Sculpting with Light
by Harold Ross
Anselmo Generator. This image is of one of the huge generators that powered the pully system that lowered men and mules into the mines in Butte, Montana. It is lit with just one small LED panel.
Like most photographers, I believe that lighting is extremely important. As Alan Briot points out, it is one of 8 pillars that support one’s photographic vision (practically speaking). For me, it’s next in importance only to content and composition. I sometimes think (and this may sound quite strange to some of you) that it’s every bit as important as subject matter and composition! I’m saying this with a wink and a nod, but subjects, even mundane ones, with the right lighting, take on a life and presence beyond that which we expect. And so, if content is the most important thing in a photograph, how can lighting, the thing which breathes the very life into a subject, be less so?
For 35 years, I’ve been a fine art and commercial studio photographer and for 24 of those years, I’ve used Light Painting (I like to refer to it as “Sculpting with Light”) as my method of lighting subjects. Many years ago, I discovered that light painting was not only a great tool for solving problems (which was initially the reason I started experimented with it), but it also was a way to enhance, reveal and celebrate certain aspects of subjects that weren’t visible to me under normal lighting conditions! There is a transformational quality to the light, and ordinary objects can become extraordinary when seen in this “new” light.

**Material shown**
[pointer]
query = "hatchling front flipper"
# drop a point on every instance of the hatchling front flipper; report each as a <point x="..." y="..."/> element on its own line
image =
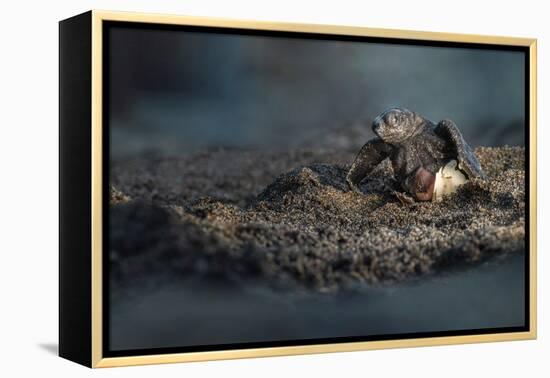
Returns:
<point x="467" y="160"/>
<point x="370" y="155"/>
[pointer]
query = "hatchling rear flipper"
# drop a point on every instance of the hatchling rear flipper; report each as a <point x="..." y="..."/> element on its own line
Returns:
<point x="467" y="160"/>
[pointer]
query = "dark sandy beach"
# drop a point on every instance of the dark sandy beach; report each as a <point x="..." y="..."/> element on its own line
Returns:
<point x="289" y="218"/>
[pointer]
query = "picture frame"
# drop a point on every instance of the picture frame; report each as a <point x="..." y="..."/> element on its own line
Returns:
<point x="86" y="147"/>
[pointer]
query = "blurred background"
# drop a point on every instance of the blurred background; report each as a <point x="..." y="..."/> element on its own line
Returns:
<point x="175" y="92"/>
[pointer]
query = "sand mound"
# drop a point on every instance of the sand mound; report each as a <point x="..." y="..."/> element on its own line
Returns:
<point x="289" y="217"/>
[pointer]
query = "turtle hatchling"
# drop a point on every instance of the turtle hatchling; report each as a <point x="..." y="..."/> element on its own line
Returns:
<point x="429" y="160"/>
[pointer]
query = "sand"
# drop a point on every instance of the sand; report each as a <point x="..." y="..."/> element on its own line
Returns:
<point x="288" y="219"/>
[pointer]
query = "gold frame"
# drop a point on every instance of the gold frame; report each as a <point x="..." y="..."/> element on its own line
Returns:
<point x="97" y="357"/>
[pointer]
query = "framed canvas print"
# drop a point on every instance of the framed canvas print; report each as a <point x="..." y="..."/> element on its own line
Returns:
<point x="236" y="189"/>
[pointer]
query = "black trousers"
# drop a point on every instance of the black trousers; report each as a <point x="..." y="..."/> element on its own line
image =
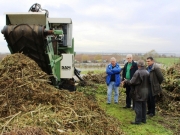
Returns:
<point x="128" y="99"/>
<point x="151" y="102"/>
<point x="140" y="110"/>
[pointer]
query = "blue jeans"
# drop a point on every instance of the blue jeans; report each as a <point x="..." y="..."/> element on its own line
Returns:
<point x="111" y="87"/>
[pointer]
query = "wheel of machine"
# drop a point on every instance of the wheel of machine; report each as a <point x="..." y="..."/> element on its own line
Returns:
<point x="29" y="40"/>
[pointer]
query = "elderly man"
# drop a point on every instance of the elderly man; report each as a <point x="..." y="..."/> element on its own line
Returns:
<point x="113" y="80"/>
<point x="156" y="78"/>
<point x="128" y="71"/>
<point x="140" y="82"/>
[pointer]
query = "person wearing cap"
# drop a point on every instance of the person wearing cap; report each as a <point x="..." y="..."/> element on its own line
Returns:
<point x="128" y="71"/>
<point x="140" y="84"/>
<point x="156" y="78"/>
<point x="113" y="80"/>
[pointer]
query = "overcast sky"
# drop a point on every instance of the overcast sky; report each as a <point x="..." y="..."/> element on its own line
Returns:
<point x="128" y="26"/>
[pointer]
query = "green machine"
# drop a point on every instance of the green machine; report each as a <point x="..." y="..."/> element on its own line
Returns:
<point x="48" y="41"/>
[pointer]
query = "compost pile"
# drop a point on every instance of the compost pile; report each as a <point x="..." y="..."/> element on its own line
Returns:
<point x="170" y="99"/>
<point x="92" y="78"/>
<point x="30" y="105"/>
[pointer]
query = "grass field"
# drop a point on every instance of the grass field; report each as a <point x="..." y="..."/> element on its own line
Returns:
<point x="168" y="61"/>
<point x="154" y="126"/>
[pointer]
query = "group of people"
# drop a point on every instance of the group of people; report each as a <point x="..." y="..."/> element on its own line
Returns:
<point x="142" y="84"/>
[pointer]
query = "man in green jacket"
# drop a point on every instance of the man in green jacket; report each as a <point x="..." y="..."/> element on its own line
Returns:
<point x="156" y="78"/>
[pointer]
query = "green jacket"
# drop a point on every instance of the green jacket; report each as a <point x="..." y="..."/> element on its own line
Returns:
<point x="156" y="78"/>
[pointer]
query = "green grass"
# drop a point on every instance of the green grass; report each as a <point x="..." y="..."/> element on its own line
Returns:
<point x="125" y="116"/>
<point x="167" y="61"/>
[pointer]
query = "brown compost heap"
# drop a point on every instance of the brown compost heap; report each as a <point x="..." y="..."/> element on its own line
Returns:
<point x="168" y="102"/>
<point x="30" y="105"/>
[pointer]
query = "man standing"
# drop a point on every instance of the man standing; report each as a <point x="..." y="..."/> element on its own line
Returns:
<point x="156" y="78"/>
<point x="128" y="71"/>
<point x="113" y="80"/>
<point x="140" y="83"/>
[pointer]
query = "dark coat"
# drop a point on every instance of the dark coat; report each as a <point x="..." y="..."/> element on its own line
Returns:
<point x="139" y="85"/>
<point x="132" y="70"/>
<point x="116" y="71"/>
<point x="156" y="78"/>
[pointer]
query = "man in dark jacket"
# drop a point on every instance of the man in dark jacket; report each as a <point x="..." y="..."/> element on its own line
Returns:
<point x="128" y="71"/>
<point x="140" y="82"/>
<point x="113" y="80"/>
<point x="156" y="78"/>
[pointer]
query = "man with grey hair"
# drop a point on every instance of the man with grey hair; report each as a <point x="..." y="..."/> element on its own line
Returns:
<point x="113" y="80"/>
<point x="140" y="84"/>
<point x="128" y="71"/>
<point x="156" y="78"/>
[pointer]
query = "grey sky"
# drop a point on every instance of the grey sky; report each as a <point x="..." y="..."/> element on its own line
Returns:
<point x="128" y="26"/>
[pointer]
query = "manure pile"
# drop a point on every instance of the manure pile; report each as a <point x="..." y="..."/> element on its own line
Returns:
<point x="169" y="100"/>
<point x="30" y="105"/>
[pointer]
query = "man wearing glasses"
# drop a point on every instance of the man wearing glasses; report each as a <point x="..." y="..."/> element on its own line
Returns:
<point x="113" y="80"/>
<point x="156" y="78"/>
<point x="128" y="71"/>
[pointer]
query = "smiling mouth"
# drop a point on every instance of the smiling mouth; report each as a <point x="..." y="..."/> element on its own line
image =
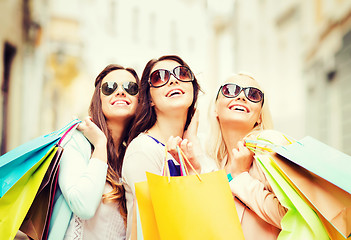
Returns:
<point x="239" y="108"/>
<point x="120" y="102"/>
<point x="174" y="92"/>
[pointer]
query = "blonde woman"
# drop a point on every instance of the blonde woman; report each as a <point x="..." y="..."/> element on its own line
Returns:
<point x="240" y="111"/>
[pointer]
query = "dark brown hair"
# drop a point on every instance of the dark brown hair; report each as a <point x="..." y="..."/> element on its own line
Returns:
<point x="146" y="116"/>
<point x="114" y="158"/>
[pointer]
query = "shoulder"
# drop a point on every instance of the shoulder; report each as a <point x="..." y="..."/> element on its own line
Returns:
<point x="274" y="137"/>
<point x="76" y="141"/>
<point x="142" y="151"/>
<point x="142" y="143"/>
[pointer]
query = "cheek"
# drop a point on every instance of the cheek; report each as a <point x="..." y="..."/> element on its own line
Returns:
<point x="104" y="105"/>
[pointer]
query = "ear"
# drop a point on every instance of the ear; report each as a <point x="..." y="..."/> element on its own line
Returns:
<point x="216" y="113"/>
<point x="259" y="120"/>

**Problem set**
**1)** Please copy the passage of the Sculpting with Light article from "Like most photographers, I" up to and including "be less so?".
**2)** Name the three things the Sculpting with Light article says light painting let the author do with certain aspects of subjects.
**3)** For how many years has the author of the Sculpting with Light article used light painting to light subjects?

**Responses**
**1)**
Like most photographers, I believe that lighting is extremely important. As Alan Briot points out, it is one of 8 pillars that support one’s photographic vision (practically speaking). For me, it’s next in importance only to content and composition. I sometimes think (and this may sound quite strange to some of you) that it’s every bit as important as subject matter and composition! I’m saying this with a wink and a nod, but subjects, even mundane ones, with the right lighting, take on a life and presence beyond that which we expect. And so, if content is the most important thing in a photograph, how can lighting, the thing which breathes the very life into a subject, be less so?

**2)** Enhance, reveal and celebrate them.

**3)** 24 years.